_Exercício proposto A_
Indique se cada afirmação está de acordo com o texto sobre o Algarve 2030, respondendo sim ou não e citando as palavras do texto que o decidem: (i) a entrada na CEE deu-se em 1986; (ii) o PRR 2026 ainda está em discussão; (iii) os fundos europeus da década equivalem a cerca de 3% do PIB por ano.

▬▬▬

Algarve 2030, quatro cenários e um incumbente!

No final, e como sempre aconteceu, são os programas e os financiamentos europeus, assim como, as instruções verticais do modelo-silo de administração pública que escolhem os territórios e determinam a sua agenda

Volto ao tema das grandes transições desta década. Estas grandes transições – climática, energética, ecológica, digital, laboral, demográfica, migratória, sociocultural – pela enorme turbulência que irão desencadear e, muito em especial, a transformação digital pela desintermediação política, institucional e administrativa que causará, estarão na origem de uma profunda reforma da política das várias administrações.

A política da administração

Desde a entrada na CEE, em 1986, que a política da administração se confunde com a agenda, as elegibilidades e as regras dos quadros comunitários de apoio (QCA), ou seja, o programa nacional de investimento é, na sua grande maioria, financiado pela programação plurianual de fundos europeus, um ritual político que se repete de sete em sete anos e que, desta vez, faz convergir o PT 2020 ainda em execução (11 mil milhões de euros), o PRR 2026 já aprovado (16 MM), o PT 2030 em discussão (30 MM) e outros programas especificamente europeus.

No total, para a década 2020-2030, estaremos muito próximos dos 60 MM euros, ou seja, cerca de 6 MM/ano de fundos europeus (3% do PIB), aos quais se podem ainda adicionar alguns empréstimos comunitários, por exemplo, para a capitalização e inovação de empresas.

▬▬▬

_Exercício proposto B_
Transcreva sem alterações as linhas dos registos, desde a linha que contém "in dark suit" até à linha que contém "(220, 100), (241, 166)", ambas incluídas.

_Secção de dados_
▬▬▬

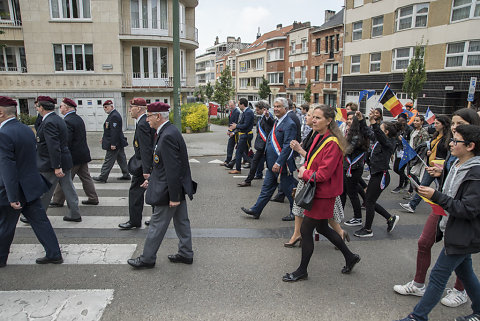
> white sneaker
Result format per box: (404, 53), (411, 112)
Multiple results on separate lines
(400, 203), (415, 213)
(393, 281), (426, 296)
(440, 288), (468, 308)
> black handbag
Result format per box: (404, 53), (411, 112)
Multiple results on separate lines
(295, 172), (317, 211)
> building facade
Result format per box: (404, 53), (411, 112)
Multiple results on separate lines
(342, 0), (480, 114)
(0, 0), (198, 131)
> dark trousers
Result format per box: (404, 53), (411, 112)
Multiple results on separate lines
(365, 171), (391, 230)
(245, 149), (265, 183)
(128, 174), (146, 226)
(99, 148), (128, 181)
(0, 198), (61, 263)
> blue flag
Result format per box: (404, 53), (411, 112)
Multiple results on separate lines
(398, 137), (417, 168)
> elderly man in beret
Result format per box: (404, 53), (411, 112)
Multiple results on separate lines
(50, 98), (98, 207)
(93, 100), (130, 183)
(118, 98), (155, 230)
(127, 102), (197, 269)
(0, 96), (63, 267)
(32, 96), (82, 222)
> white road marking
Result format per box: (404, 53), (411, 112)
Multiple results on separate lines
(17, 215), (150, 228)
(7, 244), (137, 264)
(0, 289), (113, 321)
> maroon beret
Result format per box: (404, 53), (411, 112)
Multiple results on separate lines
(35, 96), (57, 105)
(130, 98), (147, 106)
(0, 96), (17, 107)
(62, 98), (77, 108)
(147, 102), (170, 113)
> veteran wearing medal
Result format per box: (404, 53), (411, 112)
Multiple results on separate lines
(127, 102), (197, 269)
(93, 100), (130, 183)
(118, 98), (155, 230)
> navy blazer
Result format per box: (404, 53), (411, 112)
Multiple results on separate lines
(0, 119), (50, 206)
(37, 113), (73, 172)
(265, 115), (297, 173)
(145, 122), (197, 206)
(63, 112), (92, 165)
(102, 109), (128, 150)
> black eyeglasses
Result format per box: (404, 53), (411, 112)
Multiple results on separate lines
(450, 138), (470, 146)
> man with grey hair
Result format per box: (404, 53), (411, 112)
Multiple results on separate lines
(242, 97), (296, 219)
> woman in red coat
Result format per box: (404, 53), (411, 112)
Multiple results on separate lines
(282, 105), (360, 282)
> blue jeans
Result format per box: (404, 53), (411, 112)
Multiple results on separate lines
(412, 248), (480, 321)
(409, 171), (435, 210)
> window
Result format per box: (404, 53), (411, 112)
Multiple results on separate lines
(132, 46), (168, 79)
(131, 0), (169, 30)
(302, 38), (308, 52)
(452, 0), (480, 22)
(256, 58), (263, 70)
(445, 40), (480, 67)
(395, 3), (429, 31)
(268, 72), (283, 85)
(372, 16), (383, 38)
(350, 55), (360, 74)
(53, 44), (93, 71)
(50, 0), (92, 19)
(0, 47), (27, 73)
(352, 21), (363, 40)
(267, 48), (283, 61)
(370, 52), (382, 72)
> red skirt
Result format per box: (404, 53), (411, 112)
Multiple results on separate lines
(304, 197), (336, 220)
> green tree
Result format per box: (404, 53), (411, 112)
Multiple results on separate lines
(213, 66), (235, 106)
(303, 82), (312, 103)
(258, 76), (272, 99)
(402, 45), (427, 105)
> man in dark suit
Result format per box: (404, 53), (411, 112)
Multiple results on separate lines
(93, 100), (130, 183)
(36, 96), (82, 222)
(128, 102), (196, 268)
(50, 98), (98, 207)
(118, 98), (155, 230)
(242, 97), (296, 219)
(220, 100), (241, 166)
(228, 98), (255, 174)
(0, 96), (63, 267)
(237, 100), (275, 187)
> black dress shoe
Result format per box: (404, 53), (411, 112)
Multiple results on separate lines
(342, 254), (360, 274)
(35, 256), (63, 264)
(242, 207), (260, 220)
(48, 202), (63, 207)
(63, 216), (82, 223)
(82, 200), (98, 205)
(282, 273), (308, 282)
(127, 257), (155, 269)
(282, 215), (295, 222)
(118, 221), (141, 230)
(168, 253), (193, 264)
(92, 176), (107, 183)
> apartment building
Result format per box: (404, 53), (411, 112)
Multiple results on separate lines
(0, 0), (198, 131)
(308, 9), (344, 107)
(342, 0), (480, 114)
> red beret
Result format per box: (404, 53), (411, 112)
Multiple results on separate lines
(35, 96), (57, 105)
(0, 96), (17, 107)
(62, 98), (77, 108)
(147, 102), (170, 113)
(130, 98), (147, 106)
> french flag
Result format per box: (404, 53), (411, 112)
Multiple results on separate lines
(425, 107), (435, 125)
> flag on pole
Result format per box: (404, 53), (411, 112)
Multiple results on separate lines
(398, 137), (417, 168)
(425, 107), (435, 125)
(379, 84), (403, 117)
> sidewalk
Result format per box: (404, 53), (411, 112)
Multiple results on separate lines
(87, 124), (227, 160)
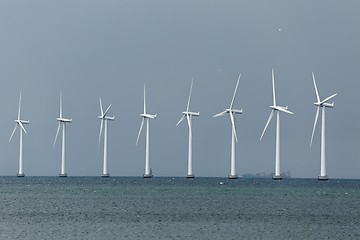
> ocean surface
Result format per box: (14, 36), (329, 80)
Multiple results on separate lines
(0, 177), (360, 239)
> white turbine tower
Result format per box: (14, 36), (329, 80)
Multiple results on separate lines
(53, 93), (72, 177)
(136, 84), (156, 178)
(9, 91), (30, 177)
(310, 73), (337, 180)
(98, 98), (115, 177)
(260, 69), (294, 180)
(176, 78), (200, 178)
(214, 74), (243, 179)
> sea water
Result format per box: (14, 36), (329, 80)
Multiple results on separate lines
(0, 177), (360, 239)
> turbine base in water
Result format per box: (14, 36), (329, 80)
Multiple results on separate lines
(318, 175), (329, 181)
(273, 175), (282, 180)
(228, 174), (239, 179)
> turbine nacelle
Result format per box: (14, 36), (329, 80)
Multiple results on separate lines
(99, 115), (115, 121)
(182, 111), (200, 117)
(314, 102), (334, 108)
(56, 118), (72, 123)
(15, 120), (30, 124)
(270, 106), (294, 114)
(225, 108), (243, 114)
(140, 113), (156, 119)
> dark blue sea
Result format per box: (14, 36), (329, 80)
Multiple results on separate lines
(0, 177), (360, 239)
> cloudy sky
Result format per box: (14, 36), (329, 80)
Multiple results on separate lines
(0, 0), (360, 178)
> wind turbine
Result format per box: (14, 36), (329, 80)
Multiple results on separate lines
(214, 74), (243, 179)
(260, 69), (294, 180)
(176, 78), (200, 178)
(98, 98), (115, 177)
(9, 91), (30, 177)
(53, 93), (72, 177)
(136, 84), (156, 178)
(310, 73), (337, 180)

▬▬▬

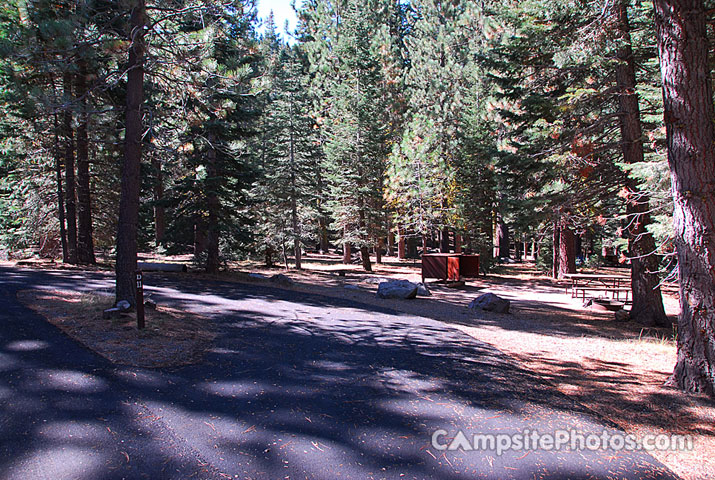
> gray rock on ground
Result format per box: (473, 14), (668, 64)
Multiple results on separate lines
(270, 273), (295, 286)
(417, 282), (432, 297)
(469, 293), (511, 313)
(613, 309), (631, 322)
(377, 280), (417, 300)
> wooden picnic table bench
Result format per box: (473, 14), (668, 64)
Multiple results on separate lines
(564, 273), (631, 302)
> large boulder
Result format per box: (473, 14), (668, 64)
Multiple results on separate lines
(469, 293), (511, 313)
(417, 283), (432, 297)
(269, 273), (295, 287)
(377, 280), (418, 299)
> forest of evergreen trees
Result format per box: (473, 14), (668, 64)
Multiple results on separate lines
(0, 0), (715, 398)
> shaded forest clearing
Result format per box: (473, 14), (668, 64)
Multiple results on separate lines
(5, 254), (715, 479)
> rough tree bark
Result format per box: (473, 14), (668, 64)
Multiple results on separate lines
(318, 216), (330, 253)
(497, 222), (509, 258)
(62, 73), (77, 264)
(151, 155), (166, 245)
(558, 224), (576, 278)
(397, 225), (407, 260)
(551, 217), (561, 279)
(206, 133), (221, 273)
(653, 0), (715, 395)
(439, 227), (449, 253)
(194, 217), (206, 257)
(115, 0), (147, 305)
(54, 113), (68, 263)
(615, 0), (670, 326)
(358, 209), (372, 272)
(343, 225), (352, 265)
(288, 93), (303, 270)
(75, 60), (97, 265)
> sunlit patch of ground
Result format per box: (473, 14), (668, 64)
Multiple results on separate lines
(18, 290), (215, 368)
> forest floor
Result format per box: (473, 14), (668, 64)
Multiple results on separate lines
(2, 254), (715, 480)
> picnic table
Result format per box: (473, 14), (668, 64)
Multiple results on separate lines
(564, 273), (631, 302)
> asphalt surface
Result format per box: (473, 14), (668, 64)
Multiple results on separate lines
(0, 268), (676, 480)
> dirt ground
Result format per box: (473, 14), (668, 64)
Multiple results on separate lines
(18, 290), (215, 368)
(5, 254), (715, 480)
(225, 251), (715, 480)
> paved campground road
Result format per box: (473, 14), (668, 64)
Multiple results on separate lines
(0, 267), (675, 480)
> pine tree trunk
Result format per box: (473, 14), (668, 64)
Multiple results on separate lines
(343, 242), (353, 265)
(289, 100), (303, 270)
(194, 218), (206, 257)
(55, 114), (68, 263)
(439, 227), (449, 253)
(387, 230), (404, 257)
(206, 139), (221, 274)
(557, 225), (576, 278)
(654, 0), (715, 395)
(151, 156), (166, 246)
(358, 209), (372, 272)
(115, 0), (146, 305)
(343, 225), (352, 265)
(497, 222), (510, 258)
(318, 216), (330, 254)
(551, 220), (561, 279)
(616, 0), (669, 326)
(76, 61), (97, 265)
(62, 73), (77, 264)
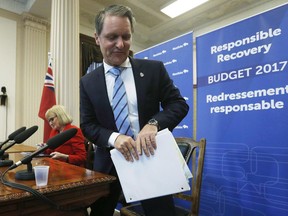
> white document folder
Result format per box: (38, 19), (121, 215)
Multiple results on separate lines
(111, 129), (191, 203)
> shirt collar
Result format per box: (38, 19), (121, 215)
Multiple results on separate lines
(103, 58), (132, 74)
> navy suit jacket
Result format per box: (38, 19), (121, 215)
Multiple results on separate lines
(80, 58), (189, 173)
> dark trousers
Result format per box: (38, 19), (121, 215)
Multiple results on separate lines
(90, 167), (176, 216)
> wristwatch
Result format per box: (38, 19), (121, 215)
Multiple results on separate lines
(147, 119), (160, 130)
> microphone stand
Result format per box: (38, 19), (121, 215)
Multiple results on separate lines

▬▬▬

_Resposta final A_
(i) Sim: «Desde a entrada na CEE, em 1986»
(ii) Não: «o PRR 2026 já aprovado (16 MM)»
(iii) Sim: «cerca de 6 MM/ano de fundos europeus (3% do PIB)»

_Resposta final B_
> man in dark suit
Result format per box: (404, 53), (411, 112)
Multiple results on separate lines
(93, 100), (130, 183)
(36, 96), (82, 222)
(128, 102), (196, 268)
(50, 98), (98, 207)
(118, 98), (155, 230)
(242, 97), (296, 219)
(220, 100), (241, 166)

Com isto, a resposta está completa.